## Start Quoted passage
Assessment data, in the form of Universal Screening, can identify a learning difficulty early in a student’s school career.

Universal Screening in the elementary grades, even as early as kindergarten or first grade, helps identify students who have started behind their peers or who may be falling behind. Once a student has been identified as needing intervention in the form of additional support or a change in curriculum, the appropriate steps can be taken to help the student catch up. 

For example, a grade one student who is identified as six months behind her peer group in key numeracy skills will likely have difficulty accessing the core curriculum and is at risk for falling further behind. A six-month gap in numeracy skills might increase to a gap of several years in a wide variety of domains by middle school. Resolving a six-month learning gap in numeracy for a first-grade student is far easier than dealing with a situation where a middle school student is several years behind in multiple domains.

Identifying Learning Difficulties Early In the School Year

When universal screening is administered at the beginning of the school year, gaps in learning can be identified in the fall and followed by appropriate interventions when necessary. Nearly the entire school year can be structured around the remediation and monitoring of the learning gap between a student and his peers.

If a student is not assessed until the spring, and if results are not immediately available, nearly the entire school year may pass without the opportunity to solve the problem for the student.

Determining if Intervention is Working

Assessment data can help answer one of the most important questions; “is our intervention working for this student?”

Identifying a student in-need, and prescribing and implementing an intervention is not enough. We must make sure that intervention works for the student. The goal of the intervention is to help the student catch up to her peer group. If the student continues to lag behind classmates, it will be frustrating and difficult to benefit from core instruction. If the student continues to fall behind, the learning gap may be nearly insurmountable in later years.
## End Quoted passage
Given exercise:
Copy out the passage on universal screening and early intervention word for word, in full.
## Start Stored rows
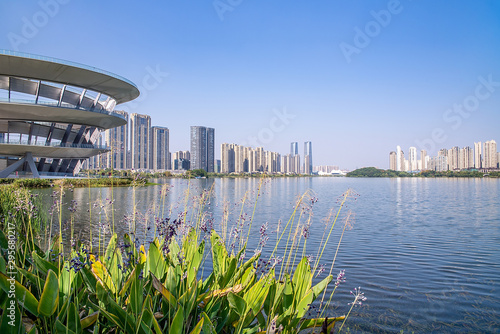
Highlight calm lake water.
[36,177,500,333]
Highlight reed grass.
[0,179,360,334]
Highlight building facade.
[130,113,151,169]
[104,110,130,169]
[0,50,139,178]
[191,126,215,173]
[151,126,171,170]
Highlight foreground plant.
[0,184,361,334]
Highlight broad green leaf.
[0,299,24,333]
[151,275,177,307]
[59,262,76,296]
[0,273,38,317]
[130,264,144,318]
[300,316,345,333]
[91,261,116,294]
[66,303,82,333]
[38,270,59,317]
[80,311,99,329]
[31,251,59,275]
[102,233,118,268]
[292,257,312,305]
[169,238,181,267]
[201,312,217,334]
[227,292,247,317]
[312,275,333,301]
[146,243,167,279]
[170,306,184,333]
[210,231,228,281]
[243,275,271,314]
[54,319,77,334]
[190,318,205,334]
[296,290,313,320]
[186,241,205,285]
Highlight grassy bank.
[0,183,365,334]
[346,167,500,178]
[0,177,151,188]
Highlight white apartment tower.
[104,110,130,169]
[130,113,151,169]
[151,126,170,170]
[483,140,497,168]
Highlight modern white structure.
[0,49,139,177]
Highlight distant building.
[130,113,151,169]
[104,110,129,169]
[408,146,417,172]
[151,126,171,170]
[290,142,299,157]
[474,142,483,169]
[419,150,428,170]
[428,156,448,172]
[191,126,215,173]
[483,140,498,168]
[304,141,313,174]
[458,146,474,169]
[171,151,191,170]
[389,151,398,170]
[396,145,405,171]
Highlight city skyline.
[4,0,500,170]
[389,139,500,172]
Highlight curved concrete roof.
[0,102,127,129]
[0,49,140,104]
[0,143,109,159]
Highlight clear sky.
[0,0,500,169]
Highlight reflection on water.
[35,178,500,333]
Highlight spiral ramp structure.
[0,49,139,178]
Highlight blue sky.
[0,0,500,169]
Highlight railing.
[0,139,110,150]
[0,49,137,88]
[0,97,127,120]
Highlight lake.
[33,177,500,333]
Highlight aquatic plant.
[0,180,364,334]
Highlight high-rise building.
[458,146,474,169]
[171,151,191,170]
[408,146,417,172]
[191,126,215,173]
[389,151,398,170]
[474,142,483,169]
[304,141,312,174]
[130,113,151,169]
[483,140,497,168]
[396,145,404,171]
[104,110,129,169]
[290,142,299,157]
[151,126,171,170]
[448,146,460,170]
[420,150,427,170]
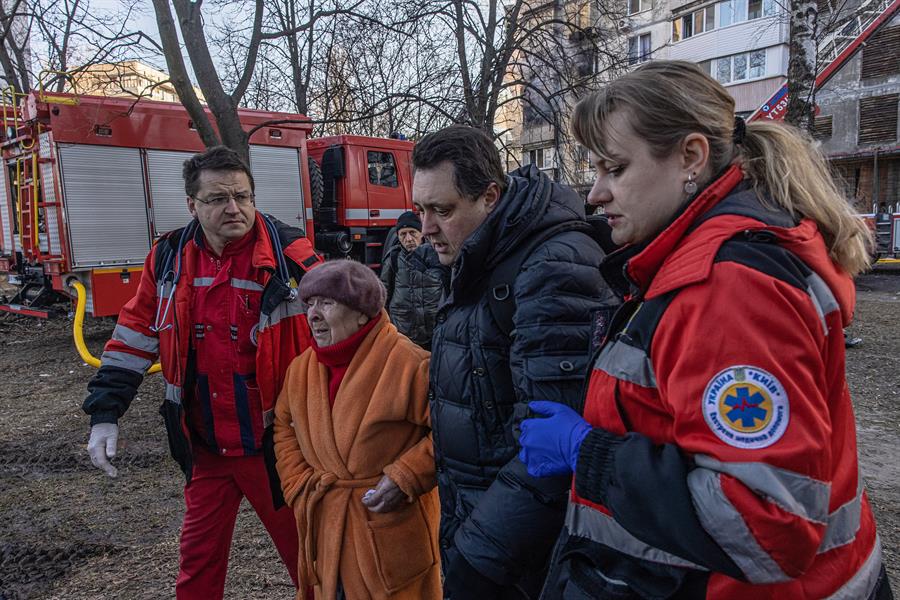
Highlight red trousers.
## End Stored rows
Completed task:
Assessment data, in the form of Universal Screening, can identify a learning difficulty early in a student’s school career.

Universal Screening in the elementary grades, even as early as kindergarten or first grade, helps identify students who have started behind their peers or who may be falling behind. Once a student has been identified as needing intervention in the form of additional support or a change in curriculum, the appropriate steps can be taken to help the student catch up. 

For example, a grade one student who is identified as six months behind her peer group in key numeracy skills will likely have difficulty accessing the core curriculum and is at risk for falling further behind. A six-month gap in numeracy skills might increase to a gap of several years in a wide variety of domains by middle school. Resolving a six-month learning gap in numeracy for a first-grade student is far easier than dealing with a situation where a middle school student is several years behind in multiple domains.

Identifying Learning Difficulties Early In the School Year

When universal screening is administered at the beginning of the school year, gaps in learning can be identified in the fall and followed by appropriate interventions when necessary. Nearly the entire school year can be structured around the remediation and monitoring of the learning gap between a student and his peers.

If a student is not assessed until the spring, and if results are not immediately available, nearly the entire school year may pass without the opportunity to solve the problem for the student.

Determining if Intervention is Working

Assessment data can help answer one of the most important questions; “is our intervention working for this student?”

Identifying a student in-need, and prescribing and implementing an intervention is not enough. We must make sure that intervention works for the student. The goal of the intervention is to help the student catch up to her peer group. If the student continues to lag behind classmates, it will be frustrating and difficult to benefit from core instruction. If the student continues to fall behind, the learning gap may be nearly insurmountable in later years.